What to produce
Once you have checked the records that follow, state how many of their lines hold "below", giving the number only.
### Supplied data
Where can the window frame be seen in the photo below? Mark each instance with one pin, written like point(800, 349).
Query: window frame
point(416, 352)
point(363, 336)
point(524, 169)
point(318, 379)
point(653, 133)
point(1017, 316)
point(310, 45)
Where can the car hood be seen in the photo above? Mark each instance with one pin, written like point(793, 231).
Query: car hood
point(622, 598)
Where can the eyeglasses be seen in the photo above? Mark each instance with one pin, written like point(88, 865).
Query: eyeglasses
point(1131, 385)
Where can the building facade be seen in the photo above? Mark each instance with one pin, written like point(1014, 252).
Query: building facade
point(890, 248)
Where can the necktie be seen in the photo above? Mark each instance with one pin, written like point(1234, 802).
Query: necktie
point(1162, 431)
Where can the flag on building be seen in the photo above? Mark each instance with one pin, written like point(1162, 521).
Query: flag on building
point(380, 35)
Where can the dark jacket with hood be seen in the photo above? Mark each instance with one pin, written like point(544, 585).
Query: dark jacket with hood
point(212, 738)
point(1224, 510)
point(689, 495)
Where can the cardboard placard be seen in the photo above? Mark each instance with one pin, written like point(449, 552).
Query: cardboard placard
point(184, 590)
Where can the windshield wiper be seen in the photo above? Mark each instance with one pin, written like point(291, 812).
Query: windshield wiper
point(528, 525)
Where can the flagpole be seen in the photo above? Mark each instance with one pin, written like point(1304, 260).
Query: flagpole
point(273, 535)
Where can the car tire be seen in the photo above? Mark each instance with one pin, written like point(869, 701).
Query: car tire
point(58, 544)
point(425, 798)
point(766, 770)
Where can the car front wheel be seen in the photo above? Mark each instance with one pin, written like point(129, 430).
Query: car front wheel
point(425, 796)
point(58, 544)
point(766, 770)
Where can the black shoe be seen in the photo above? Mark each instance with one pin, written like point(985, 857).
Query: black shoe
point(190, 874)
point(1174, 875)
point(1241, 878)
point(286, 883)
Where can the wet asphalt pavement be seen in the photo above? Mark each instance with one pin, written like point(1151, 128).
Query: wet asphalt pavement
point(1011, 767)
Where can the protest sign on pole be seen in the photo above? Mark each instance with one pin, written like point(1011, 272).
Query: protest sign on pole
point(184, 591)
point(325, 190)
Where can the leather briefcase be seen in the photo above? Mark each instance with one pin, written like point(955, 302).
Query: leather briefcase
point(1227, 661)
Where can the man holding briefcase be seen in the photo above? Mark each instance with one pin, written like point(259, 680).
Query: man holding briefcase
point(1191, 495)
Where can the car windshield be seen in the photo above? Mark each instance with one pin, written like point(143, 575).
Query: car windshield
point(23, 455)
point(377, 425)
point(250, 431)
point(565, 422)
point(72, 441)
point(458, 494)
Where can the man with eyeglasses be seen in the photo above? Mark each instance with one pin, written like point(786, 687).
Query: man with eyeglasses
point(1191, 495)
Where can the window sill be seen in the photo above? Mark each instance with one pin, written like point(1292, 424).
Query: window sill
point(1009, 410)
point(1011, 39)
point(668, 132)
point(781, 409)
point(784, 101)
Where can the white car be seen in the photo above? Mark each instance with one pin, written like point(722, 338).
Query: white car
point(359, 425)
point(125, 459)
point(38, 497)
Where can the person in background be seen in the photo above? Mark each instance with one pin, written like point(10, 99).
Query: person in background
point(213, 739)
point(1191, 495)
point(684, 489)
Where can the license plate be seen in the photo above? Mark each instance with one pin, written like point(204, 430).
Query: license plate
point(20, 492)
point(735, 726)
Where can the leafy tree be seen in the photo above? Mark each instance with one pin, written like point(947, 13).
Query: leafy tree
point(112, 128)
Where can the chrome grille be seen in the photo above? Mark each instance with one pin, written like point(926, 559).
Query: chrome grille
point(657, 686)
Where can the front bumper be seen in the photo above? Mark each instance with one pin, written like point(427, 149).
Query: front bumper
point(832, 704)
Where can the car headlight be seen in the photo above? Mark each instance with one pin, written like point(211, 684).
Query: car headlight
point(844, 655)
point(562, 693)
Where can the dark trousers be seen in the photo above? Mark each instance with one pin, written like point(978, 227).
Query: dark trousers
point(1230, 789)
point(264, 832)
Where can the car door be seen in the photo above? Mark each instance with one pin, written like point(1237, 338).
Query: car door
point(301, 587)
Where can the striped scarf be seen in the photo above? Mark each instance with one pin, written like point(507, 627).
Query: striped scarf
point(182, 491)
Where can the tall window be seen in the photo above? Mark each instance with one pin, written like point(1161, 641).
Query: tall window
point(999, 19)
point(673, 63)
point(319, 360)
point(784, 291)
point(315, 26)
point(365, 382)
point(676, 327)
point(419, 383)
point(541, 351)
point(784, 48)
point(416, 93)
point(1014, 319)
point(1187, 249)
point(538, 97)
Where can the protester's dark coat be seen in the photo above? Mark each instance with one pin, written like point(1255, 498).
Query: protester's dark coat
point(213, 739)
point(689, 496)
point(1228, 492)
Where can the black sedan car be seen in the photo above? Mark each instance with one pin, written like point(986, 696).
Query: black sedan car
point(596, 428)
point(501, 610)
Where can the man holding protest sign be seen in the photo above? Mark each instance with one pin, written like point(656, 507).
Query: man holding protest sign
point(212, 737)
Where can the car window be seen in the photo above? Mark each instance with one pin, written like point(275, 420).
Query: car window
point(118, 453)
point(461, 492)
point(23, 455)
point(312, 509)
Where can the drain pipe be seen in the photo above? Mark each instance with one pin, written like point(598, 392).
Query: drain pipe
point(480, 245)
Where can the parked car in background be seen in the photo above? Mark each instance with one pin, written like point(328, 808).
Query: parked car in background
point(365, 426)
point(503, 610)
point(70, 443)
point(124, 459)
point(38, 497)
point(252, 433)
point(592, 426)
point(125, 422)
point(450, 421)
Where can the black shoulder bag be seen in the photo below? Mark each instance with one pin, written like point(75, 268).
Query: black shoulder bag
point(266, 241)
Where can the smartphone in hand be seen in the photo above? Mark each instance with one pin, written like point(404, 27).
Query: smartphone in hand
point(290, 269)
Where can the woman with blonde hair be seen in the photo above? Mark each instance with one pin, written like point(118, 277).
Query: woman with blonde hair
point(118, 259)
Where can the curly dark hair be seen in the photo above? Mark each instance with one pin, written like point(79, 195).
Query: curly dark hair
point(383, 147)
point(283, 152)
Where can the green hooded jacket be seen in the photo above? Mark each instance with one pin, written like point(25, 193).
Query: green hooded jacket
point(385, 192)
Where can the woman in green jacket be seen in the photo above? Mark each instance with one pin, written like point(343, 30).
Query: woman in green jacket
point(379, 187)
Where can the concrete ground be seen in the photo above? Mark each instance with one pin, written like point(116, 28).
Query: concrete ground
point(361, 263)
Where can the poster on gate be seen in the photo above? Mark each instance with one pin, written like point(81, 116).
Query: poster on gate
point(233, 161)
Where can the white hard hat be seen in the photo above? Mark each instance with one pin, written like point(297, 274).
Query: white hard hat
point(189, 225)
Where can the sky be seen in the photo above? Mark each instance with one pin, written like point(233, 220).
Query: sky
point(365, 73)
######
Answer space
2